**Assigned task:** Copy every line of the data exactly, keeping out any picture.

□ □ □ □ □

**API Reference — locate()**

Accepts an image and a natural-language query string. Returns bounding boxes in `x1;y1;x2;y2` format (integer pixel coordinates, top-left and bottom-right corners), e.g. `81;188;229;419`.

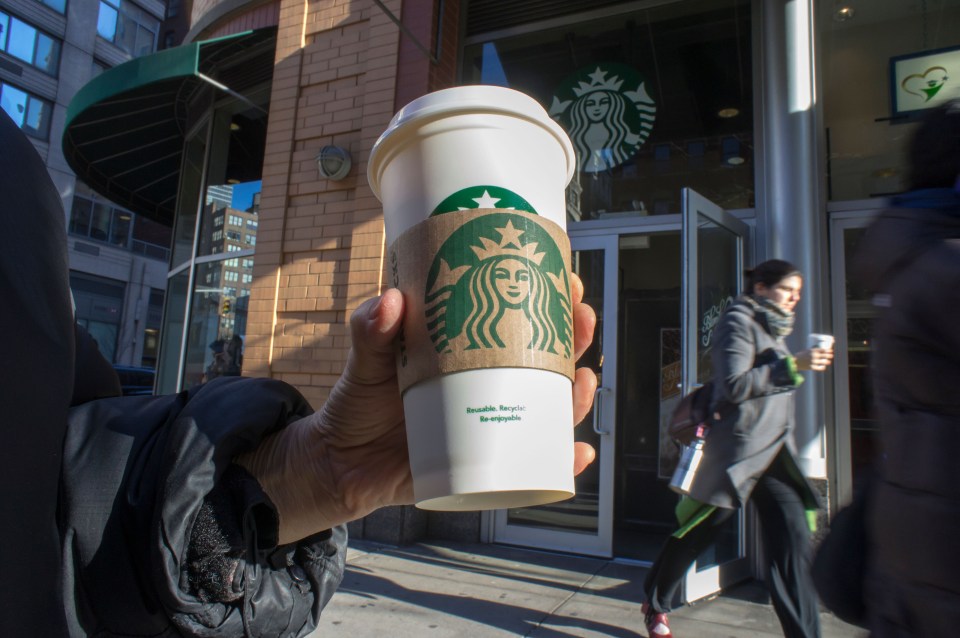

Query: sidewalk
315;540;868;637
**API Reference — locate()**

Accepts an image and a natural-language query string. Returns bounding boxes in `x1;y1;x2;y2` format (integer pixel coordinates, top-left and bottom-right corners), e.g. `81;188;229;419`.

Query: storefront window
462;0;753;220
159;86;268;392
821;0;960;200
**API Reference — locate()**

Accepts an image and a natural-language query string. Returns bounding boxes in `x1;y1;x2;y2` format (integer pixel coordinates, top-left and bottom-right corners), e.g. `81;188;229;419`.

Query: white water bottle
670;437;705;495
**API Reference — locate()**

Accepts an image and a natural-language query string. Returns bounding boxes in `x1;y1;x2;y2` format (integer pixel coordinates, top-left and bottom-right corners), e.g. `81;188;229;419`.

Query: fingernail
370;295;384;319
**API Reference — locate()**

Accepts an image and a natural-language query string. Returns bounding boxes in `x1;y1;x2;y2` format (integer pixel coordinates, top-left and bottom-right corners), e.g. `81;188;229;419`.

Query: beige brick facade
244;0;403;408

□ □ □ □ □

**Solution to the exercise:**
**API Reference — locate()**

Accepts an image and a natural-language query string. Returns bounding boxes in `x1;y1;x2;y2` format (integer pixel coordinates, top-left and bottom-right corners), e.g. `81;188;229;419`.


Query: sidewalk
315;540;868;637
**API Reference — locate()**

Accepts an image and a natural-language query string. Returns bounding boxes in `x1;y1;x2;y2` format (integer pixel coordinates, top-left and bottom-right corners), e.g. `81;188;229;419`.

Query: storefront window
462;0;753;220
159;86;268;392
821;0;960;200
**API Reference — locate()**

Accepts an image and a natural-language query string. Returns bounding boxes in `x1;y1;x2;y2` format (integer pixel coordinates, top-left and bottom-right corners), e.g. `81;188;229;419`.

Query: white water bottle
670;437;705;495
**API Reference — locate()**

Accepts an image and a natural-language query string. Returns bounding boxes in `x1;y1;x2;y2` format (integer pixel coordinates, top-left and bottom-right corners), e.g. `81;188;229;419`.

Query: fingernail
370;295;384;319
**API Reference — locate()**

Accepts an image and a natural-language query string. Returns bounding boxes in `x1;y1;x2;y2` format (integer pixel coordinates, top-left and bottom-right corners), e.g. `81;188;229;419`.

Query: beige brick facade
244;0;403;408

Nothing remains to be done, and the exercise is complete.